- DIRECTIONS
Which lines of the material hold the word "stainless"? Copy each one.
(SOURCE MATERIAL)
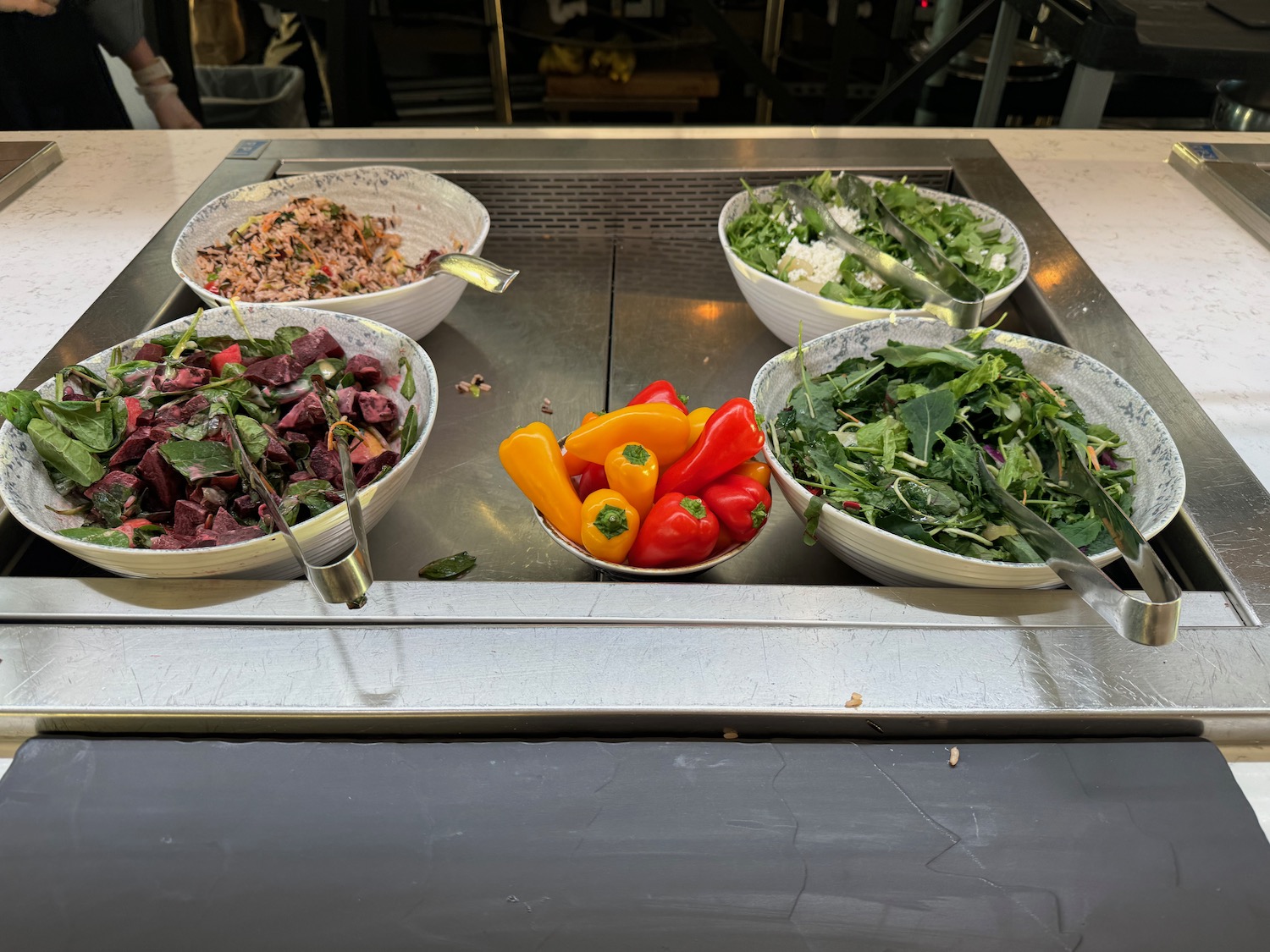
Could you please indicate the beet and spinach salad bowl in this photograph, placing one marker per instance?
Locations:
(127, 459)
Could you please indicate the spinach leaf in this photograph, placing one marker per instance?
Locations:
(18, 406)
(197, 461)
(97, 535)
(449, 568)
(66, 454)
(926, 418)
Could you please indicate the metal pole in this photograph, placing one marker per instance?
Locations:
(998, 66)
(771, 53)
(1087, 98)
(498, 63)
(947, 15)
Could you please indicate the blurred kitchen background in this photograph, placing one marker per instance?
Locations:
(437, 63)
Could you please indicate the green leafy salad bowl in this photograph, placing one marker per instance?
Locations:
(170, 502)
(873, 433)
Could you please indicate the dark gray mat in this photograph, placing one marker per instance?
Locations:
(591, 845)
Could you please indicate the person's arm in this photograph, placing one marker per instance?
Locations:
(121, 28)
(40, 8)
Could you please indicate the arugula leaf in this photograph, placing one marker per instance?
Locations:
(926, 418)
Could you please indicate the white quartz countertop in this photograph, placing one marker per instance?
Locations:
(1188, 274)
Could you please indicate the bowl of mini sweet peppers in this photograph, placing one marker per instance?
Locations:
(649, 490)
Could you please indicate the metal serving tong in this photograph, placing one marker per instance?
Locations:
(1147, 621)
(350, 578)
(475, 271)
(950, 296)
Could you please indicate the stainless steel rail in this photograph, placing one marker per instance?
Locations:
(622, 282)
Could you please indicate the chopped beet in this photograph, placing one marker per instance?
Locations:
(195, 405)
(244, 508)
(185, 378)
(345, 400)
(274, 371)
(367, 472)
(325, 465)
(366, 370)
(315, 345)
(307, 414)
(134, 447)
(376, 408)
(224, 522)
(168, 484)
(187, 518)
(243, 533)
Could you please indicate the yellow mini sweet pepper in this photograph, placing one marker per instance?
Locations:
(632, 471)
(533, 459)
(698, 421)
(660, 428)
(609, 526)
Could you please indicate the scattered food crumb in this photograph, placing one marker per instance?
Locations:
(475, 386)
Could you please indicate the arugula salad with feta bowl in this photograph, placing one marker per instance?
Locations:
(873, 433)
(798, 282)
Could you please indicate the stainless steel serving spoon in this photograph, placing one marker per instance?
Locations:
(475, 271)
(End SOURCE MATERIAL)
- SOLUTION TO THE PROBLEM
Could you please indicate the stainless steel rail in this photograph, placing one marker per instance?
Could you please indicate the stainless steel serving spoon in this photograph, placing one marker per instance?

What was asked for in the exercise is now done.